* start EXERCISE INPUTS *
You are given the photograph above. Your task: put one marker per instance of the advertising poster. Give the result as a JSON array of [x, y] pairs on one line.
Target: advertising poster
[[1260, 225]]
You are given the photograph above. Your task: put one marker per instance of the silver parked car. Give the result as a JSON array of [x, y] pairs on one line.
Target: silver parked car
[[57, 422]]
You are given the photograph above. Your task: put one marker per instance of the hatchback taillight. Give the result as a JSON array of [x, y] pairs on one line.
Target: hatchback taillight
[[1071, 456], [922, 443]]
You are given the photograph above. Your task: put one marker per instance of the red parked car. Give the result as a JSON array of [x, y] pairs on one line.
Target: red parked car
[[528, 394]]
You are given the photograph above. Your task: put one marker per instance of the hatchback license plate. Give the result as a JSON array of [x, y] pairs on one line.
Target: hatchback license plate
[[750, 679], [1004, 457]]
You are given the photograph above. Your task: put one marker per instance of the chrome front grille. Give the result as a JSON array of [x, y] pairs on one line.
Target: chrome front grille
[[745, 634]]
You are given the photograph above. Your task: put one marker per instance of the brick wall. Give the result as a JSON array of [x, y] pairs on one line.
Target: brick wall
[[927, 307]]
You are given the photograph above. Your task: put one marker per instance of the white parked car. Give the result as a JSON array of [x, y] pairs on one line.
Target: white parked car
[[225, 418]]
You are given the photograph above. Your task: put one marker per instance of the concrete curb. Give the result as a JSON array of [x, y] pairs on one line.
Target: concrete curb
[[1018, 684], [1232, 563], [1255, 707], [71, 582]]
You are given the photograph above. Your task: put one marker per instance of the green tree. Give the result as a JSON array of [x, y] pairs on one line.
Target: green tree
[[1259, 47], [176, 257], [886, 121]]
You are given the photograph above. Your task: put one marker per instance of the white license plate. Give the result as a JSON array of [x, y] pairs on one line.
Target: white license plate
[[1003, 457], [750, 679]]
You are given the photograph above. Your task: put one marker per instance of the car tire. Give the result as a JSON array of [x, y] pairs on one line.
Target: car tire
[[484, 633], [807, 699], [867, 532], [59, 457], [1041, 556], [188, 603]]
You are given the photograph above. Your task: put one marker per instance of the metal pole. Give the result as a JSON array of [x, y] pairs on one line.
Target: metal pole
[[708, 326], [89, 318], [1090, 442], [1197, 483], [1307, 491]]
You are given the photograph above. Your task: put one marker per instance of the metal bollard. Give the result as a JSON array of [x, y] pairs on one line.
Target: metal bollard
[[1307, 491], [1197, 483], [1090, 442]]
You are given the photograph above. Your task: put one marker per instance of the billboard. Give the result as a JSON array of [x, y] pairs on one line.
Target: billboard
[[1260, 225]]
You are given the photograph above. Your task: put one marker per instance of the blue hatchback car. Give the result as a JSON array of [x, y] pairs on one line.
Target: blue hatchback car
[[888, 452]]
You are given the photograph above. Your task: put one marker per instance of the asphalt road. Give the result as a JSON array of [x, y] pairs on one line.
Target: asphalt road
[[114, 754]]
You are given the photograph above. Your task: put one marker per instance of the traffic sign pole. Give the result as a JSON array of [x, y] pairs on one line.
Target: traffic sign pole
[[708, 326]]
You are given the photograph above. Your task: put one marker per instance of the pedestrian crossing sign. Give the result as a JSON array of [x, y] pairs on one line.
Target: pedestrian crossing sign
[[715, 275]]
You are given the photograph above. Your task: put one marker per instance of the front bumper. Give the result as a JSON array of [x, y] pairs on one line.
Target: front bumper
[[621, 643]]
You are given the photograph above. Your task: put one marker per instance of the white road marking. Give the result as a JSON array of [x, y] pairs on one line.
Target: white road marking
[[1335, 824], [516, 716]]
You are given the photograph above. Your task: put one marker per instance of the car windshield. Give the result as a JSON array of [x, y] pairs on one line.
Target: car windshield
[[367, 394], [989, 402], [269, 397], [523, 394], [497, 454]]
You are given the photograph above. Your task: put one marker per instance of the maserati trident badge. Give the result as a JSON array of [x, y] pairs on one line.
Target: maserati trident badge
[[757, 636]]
* end EXERCISE INPUTS *
_DESCRIPTION OF THE TASK:_
Pull out the lines of the listing from the one containing "of the asphalt" through the one containing "[[715, 275]]", both included, and reproduce them without any change.

_TASK RESULT:_
You are given the photograph above. Your task: put one marker per instance of the asphalt road. Give the result as a JSON array of [x, y] pairs on one line.
Target: asphalt road
[[114, 754]]
You are given the photograph above. Your task: put one marker per instance of the traffic sign pole. Give the result as a JSON array of [x, y] pairs on one line.
Target: traffic sign pole
[[708, 326]]
You are given the photograph above. Your task: put one marker per instance of the pedestrian crossing sign. Give the result as a JSON array of [x, y] pairs on one line.
Target: pedestrian crossing sign
[[715, 275]]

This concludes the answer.